Data listing:
========================
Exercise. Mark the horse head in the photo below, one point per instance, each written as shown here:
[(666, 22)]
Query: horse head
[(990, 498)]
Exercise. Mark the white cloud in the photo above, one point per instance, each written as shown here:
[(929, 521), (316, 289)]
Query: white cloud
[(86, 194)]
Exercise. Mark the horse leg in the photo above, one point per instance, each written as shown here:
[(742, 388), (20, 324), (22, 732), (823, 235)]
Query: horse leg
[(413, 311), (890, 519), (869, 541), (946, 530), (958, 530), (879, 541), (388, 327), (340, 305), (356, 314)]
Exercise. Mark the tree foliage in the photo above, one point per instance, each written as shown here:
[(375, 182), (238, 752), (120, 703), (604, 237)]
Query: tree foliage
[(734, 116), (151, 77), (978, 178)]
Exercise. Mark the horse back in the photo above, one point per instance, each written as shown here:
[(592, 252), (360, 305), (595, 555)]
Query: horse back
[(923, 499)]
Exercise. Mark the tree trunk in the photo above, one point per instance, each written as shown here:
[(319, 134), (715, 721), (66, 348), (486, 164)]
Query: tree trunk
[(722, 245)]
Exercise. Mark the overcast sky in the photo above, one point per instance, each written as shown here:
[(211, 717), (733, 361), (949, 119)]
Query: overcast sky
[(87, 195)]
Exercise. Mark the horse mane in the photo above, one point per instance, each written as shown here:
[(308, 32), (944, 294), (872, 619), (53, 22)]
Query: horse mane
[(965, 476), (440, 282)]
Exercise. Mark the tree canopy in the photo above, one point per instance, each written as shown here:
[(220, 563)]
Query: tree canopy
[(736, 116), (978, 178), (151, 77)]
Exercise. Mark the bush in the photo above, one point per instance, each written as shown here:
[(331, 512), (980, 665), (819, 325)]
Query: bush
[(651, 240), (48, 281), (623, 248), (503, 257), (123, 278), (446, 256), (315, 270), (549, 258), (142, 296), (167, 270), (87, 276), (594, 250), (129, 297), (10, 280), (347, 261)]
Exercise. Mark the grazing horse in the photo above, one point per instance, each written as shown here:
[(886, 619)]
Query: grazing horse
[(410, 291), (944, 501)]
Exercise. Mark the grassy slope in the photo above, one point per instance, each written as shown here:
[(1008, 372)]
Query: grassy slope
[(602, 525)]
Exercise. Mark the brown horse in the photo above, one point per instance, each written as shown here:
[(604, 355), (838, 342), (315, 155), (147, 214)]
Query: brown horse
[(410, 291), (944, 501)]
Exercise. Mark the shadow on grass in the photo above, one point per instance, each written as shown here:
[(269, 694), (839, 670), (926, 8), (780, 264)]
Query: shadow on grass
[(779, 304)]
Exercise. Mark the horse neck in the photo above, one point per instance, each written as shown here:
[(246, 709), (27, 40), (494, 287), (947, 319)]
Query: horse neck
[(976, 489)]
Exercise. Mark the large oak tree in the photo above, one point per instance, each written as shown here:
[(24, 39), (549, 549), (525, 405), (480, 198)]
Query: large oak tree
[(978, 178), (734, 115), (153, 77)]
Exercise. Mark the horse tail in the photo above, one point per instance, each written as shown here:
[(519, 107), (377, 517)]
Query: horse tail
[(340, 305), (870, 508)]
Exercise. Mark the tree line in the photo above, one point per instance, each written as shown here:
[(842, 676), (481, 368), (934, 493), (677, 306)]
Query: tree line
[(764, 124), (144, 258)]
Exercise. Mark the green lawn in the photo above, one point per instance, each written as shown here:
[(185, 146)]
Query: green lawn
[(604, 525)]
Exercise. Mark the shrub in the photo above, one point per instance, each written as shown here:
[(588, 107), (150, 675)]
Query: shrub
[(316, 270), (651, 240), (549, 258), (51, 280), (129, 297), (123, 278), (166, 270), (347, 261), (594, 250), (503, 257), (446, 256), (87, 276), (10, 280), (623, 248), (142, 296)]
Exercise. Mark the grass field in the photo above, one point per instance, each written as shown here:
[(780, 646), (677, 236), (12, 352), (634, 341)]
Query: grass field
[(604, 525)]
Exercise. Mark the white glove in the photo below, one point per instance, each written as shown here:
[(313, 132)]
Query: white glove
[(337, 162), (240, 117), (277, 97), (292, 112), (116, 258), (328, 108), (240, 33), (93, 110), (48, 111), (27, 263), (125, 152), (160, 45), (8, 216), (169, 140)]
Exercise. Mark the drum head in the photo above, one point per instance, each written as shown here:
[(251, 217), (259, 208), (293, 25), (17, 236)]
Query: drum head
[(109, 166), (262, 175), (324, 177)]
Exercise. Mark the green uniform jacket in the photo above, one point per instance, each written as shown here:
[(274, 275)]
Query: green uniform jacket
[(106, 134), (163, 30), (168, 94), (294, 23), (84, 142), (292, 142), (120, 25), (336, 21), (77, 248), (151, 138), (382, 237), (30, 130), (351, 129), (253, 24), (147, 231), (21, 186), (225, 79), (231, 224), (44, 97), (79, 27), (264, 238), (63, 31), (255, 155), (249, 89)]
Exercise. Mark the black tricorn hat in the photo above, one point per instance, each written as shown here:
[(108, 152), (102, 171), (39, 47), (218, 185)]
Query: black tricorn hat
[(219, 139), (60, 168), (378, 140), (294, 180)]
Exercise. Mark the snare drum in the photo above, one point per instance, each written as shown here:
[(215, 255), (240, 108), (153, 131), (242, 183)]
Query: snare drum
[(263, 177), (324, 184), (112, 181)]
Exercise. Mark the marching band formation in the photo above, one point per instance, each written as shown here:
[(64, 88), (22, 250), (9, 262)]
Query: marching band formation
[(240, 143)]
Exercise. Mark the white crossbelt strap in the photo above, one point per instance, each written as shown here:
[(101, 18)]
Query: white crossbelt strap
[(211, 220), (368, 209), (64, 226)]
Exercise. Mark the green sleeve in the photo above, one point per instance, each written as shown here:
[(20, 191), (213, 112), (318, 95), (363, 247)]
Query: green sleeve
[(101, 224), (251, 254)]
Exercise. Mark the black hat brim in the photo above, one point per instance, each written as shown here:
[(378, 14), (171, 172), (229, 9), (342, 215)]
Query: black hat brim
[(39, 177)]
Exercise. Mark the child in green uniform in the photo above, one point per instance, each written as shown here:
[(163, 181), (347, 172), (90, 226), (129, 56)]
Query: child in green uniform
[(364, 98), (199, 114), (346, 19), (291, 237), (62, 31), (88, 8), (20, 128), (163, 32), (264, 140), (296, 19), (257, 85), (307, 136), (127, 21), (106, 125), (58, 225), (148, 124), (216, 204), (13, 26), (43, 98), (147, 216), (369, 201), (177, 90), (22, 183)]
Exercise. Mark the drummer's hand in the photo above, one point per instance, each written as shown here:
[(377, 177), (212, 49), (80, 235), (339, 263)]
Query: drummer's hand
========================
*WHAT THIS TASK INVOLVES*
Convert every line of the items above into a JSON list of strings, one string per line, leaving out any blank lines.

*SOLUTION TO THE EXERCISE*
[
  "Exercise. Mark the horse head in the photo below, one point per instance, each written as shown here:",
  "[(666, 22)]",
  "Query: horse head",
  "[(990, 498)]",
  "Exercise. Mark the white cloud in the photo above, one point per instance, each written as shown here:",
  "[(929, 521), (316, 289)]",
  "Query: white cloud",
  "[(86, 194)]",
  "Exercise. Mark the horse leg in the photo above, one point per instance, each written as shown here:",
  "[(742, 388), (20, 324), (22, 732), (823, 235)]",
  "Query: horse leg",
  "[(413, 311), (890, 519), (869, 541), (946, 530), (958, 530), (879, 541), (388, 327), (340, 305), (356, 314)]",
  "Exercise. Mark the tree foliage in the photo above, one point per instance, each written as shown here:",
  "[(375, 182), (238, 752), (120, 703), (604, 237)]",
  "Query: tree foliage",
  "[(734, 116), (151, 77), (978, 178)]",
  "Exercise. Mark the horse back in the photo above, one point per instance, each written as shown here:",
  "[(592, 252), (360, 305), (595, 555)]",
  "Query: horse back",
  "[(923, 499)]",
  "Exercise. Mark the tree trunk in the photo above, one point per instance, each written as shown here:",
  "[(319, 134), (715, 721), (66, 348), (486, 164)]",
  "Query: tree trunk",
  "[(722, 245)]",
  "Exercise. Mark the overcast sky in the photo above, one point per instance, each written as shown here:",
  "[(211, 717), (733, 361), (949, 119)]",
  "Query: overcast sky",
  "[(87, 195)]",
  "Exercise. Mark the horse mane in the photo above, one point per instance, each written as shown here:",
  "[(308, 32), (944, 294), (872, 619), (53, 22)]",
  "Query: horse mane",
  "[(965, 476), (440, 282)]",
  "Exercise. Mark the tree canopy in the photo above, one point per instance, each written as shown here:",
  "[(220, 563)]",
  "Query: tree canopy",
  "[(736, 116), (978, 178), (151, 77)]",
  "Exercise. Mark the bush in the photo above, one point per instance, each written as shown here:",
  "[(331, 512), (980, 665), (819, 325)]",
  "Query: bush",
  "[(651, 240), (48, 281), (623, 248), (503, 257), (123, 278), (446, 256), (315, 270), (549, 258), (142, 296), (167, 270), (87, 276), (594, 250), (129, 297), (10, 280), (347, 261)]",
  "Exercise. Mark the grazing horse in the photo above, one point per instance, each written as shown here:",
  "[(886, 619)]",
  "Query: grazing horse",
  "[(410, 291), (944, 501)]",
  "Exercise. Mark the grassy slope in the photo above, one point per instance, each written as shown here:",
  "[(1008, 372)]",
  "Query: grassy slope",
  "[(602, 525)]",
  "Exercise. Mark the brown horse in the photo above, one point per instance, each written as shown here:",
  "[(604, 355), (838, 342), (315, 155), (147, 214)]",
  "Query: brown horse",
  "[(410, 291), (944, 501)]",
  "Exercise. Mark the shadow on grass in the photo above, one point per instance, each written as shown here:",
  "[(269, 694), (839, 670), (926, 8), (780, 264)]",
  "Query: shadow on grass",
  "[(779, 304)]",
  "Exercise. Mark the horse neck in the photo above, one point per instance, each written as shown here:",
  "[(246, 709), (27, 40), (494, 287), (947, 319)]",
  "Query: horse neck",
  "[(976, 489)]",
  "Exercise. Mark the large oak tree in the photo above, one point per instance, each written as shown here:",
  "[(24, 39), (549, 549), (525, 405), (480, 198)]",
  "Query: large oak tree",
  "[(978, 178), (734, 115), (153, 77)]",
  "Exercise. Mark the horse tail in the photo above, one point per instance, each written as shown here:",
  "[(519, 107), (377, 517)]",
  "Query: horse tail",
  "[(340, 305), (870, 508)]",
  "Exercise. Mark the tree line in the photo above, one point per instance, each written as shown here:",
  "[(842, 676), (481, 368), (934, 493), (677, 306)]",
  "Query: tree line",
  "[(764, 124), (144, 258)]",
  "Exercise. Mark the green lawn in the photo above, one point per instance, each written as shown here:",
  "[(185, 146)]",
  "Query: green lawn",
  "[(604, 525)]",
  "Exercise. Mark the shrub in the photo above, one point per instance, each written as shown here:",
  "[(588, 107), (150, 675)]",
  "Query: shrub",
  "[(316, 270), (651, 240), (549, 258), (51, 280), (129, 297), (123, 278), (166, 270), (347, 261), (594, 250), (503, 257), (446, 256), (87, 276), (10, 280), (623, 248), (142, 296)]",
  "Exercise. Mark the grass field in the photo above, one point per instance, each written as shown here:",
  "[(780, 646), (677, 236), (12, 352), (634, 341)]",
  "Query: grass field",
  "[(604, 525)]",
  "Exercise. Mark the white glove in the photo below, one point per instance, each written as shown here:",
  "[(313, 132)]",
  "Query: white glove",
  "[(337, 162), (240, 117), (277, 97), (292, 112), (116, 258), (328, 108), (240, 33), (93, 110), (48, 111), (27, 263), (125, 152), (160, 45), (8, 216), (169, 140)]",
  "Exercise. Mark the drum head in the photo above, one point per instance, each written as shown here:",
  "[(251, 217), (259, 208), (293, 25), (17, 236)]",
  "Query: drum head",
  "[(109, 166), (262, 175), (324, 177)]",
  "Exercise. Mark the green uniform jacket in the photo above, one point per instance, each written as shown here:",
  "[(274, 275)]",
  "Query: green uniform jacket",
  "[(106, 134), (163, 30), (168, 94), (294, 23), (84, 142), (292, 142), (120, 25), (336, 21), (77, 248), (151, 138), (382, 237), (30, 130), (351, 129), (253, 24), (147, 231), (21, 186), (225, 79), (231, 224), (44, 97), (79, 27), (264, 238), (63, 31), (255, 155), (249, 89)]",
  "Exercise. Mark the black tricorn hat in the photo above, one point per instance, each written as shown here:",
  "[(108, 152), (102, 171), (39, 47), (218, 185)]",
  "Query: black tricorn hat",
  "[(219, 139), (60, 168), (378, 140), (294, 180)]",
  "Exercise. Mark the snare drum in the photo above, one point per instance, each written as shown here:",
  "[(215, 255), (240, 108), (153, 131), (242, 183)]",
  "Query: snare drum",
  "[(263, 177), (324, 184), (112, 181)]",
  "Exercise. Mark the marching band formation in the photo above, one point per instance, each written as shown here:",
  "[(64, 88), (22, 250), (9, 262)]",
  "Query: marching band formation",
  "[(240, 143)]",
  "Exercise. Mark the white crossbelt strap in the photo above, one point per instance, each written as shown here:",
  "[(101, 18)]",
  "Query: white crossbelt strap",
  "[(211, 220), (368, 209), (64, 226)]",
  "Exercise. Mark the green sleeve in the photo above, one point per instance, each written as shown here:",
  "[(20, 191), (213, 112), (318, 95), (363, 247)]",
  "Query: green sleeve",
  "[(101, 224), (251, 254)]",
  "Exercise. Mark the black hat brim in the photo above, one point per instance, each written as shown here:",
  "[(378, 14), (171, 172), (229, 9), (342, 215)]",
  "Query: black hat brim",
  "[(39, 177)]",
  "Exercise. Mark the child in green uniform in the photo above, one point per instance, each written as shown here:",
  "[(163, 181), (347, 172), (90, 226), (129, 56)]",
  "Query: child in green uniform",
  "[(364, 98), (199, 114), (346, 19), (291, 237), (62, 31), (88, 8), (20, 128), (163, 32), (264, 140), (296, 19), (257, 85), (307, 136), (127, 21), (106, 125), (58, 225), (148, 124), (216, 204), (13, 26), (43, 98), (147, 216), (369, 201), (177, 90), (22, 183)]",
  "Exercise. Mark the drummer's hand in the photo above, one point per instance, each written as shown here:",
  "[(377, 177), (212, 49), (80, 235), (339, 263)]",
  "Query: drummer's hand"
]